TEXT TO READ
That Capello did not include Walcott is not entirely surprising. Wright-Phillips and Lennon are more orthodox wingers; Walcott is a central striker in waiting, taking his footballing education on the right flank. They have better delivery from wide positions and this is apparently what Capello wants, not a player adept at passing through defences. He wants someone to hug the touchline; that is not Walcott’s game. If reports are to be believed, the recent friendlies saw Walcott play himself out of the squad.
Martin Keown was less dismissive in his criticism of Walcott than Chris Waddle – ‘no footballing brain‘ – or Paul Merson – ‘he has not improved one iota since joining Arsenal‘ – but biting nonetheless:
He runs at a frightening pace, he is rapid, but when he gets into those positions he is not able to think quickly enough, does he pull it back, does he shoot or does he go on his own? His decision making is the problem, he hasn’t been able to do that.
Under Capello it seemed as if he has been getting it right in the main, under Wenger, no, there has been a problem, whether or not that is the coaches’ fault, it has to be the players, he has just not played enough games.
It is hard to understand Keown’s logic. He is normally far better informed about players than the last sentence suggests. Quite simply, you cannot play if you are not fit. Walcott was screwed over by the selfish motives of Pearce and Capello last summer and is paying the price now.
The criticism of Wenger albeit tempered, fits with the media profile of the Arsenal coach. To blame him for injuries caused through overplaying is a bit rich, especially when he very vocally ciriticised the England set-up for the decision to call Walcott into the Under-21 and senior squad last summer. Those exertions limited the player to 15 starts (and 15 substitute appearances) in 2009/10; hardly proof of fitness.
That is not to say Keown is incorrect in his assessment of Walcott:
He has become a bit of a one-trick pony in terms of going for the line. People just double up on him. When he has got time and space then he finds it a problem and he has got to sort that out with his game.
Walcott’s judgement is at times suspect yet he is 21 years old and has made 75 starts (plus 61 substitute appearances). To expect that aspect of his game to be perfect is incredibly naive. Problematically, Walcott came with great expectations and the burden of a huge price tag.
Add into that mix the folly of inclusion in the 2006 squad and constant pronouncements by successive England managers that Theo is the most naturally gifted English player of his generation, the snowball effect had built. Underpar performances for the national team over the past two years in the eyes of the media have meant the slow burning fires of disenchantment were gradually heating. The flames roared into life in the past fortnight but opinion was divided.
He has to pick himself up for next season. From a selfish point of view, Arsene will not be disappointed, knowing that Walcott will be fit for a full pre-season, motivated by this disappointment to show the world how good he really is. If the latter is an issue, then there is a problem. Nothing so far suggests that will be the case.

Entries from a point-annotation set
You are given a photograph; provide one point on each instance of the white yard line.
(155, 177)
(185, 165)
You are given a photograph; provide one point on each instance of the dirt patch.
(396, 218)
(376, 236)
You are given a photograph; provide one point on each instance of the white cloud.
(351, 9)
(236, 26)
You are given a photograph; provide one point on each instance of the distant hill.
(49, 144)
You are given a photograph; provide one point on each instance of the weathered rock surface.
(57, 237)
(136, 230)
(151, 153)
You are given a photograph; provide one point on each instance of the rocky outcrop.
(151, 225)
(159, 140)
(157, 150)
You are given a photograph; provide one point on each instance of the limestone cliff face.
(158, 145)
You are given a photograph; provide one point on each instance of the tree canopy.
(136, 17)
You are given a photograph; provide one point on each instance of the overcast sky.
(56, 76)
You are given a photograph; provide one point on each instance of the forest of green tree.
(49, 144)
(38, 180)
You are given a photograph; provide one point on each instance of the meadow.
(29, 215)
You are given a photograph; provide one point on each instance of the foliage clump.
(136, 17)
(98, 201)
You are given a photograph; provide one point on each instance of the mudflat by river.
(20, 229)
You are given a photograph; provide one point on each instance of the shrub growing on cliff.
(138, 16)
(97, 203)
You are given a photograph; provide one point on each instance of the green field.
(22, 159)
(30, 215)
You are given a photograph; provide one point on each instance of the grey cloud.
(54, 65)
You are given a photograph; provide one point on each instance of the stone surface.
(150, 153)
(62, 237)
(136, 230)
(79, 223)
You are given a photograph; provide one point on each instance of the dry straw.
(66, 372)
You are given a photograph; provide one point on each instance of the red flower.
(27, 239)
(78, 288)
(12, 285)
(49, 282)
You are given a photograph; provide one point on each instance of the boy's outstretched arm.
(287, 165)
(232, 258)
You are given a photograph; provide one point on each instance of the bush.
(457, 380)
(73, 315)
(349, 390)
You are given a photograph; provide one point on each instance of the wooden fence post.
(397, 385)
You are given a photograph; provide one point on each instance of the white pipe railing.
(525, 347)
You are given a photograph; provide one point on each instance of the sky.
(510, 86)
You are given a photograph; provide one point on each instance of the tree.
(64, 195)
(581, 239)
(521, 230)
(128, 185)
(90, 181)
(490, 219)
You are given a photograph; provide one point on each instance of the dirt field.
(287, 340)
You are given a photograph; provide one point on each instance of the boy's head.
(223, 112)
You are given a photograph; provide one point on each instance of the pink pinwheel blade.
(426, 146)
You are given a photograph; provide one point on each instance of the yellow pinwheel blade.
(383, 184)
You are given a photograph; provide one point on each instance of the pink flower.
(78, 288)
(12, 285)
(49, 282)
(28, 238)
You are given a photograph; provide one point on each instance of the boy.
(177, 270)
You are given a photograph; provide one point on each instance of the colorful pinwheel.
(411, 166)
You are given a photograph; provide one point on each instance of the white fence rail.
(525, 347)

WRITTEN TASK
Reproduce the part of the commentary on Walcott that begins at the words "Add into that" and stops after "be the case.", word for word. The records are separate material, unrelated to the commentary on Walcott.

OUTPUT FOR THIS TASK
Add into that mix the folly of inclusion in the 2006 squad and constant pronouncements by successive England managers that Theo is the most naturally gifted English player of his generation, the snowball effect had built. Underpar performances for the national team over the past two years in the eyes of the media have meant the slow burning fires of disenchantment were gradually heating. The flames roared into life in the past fortnight but opinion was divided.
He has to pick himself up for next season. From a selfish point of view, Arsene will not be disappointed, knowing that Walcott will be fit for a full pre-season, motivated by this disappointment to show the world how good he really is. If the latter is an issue, then there is a problem. Nothing so far suggests that will be the case.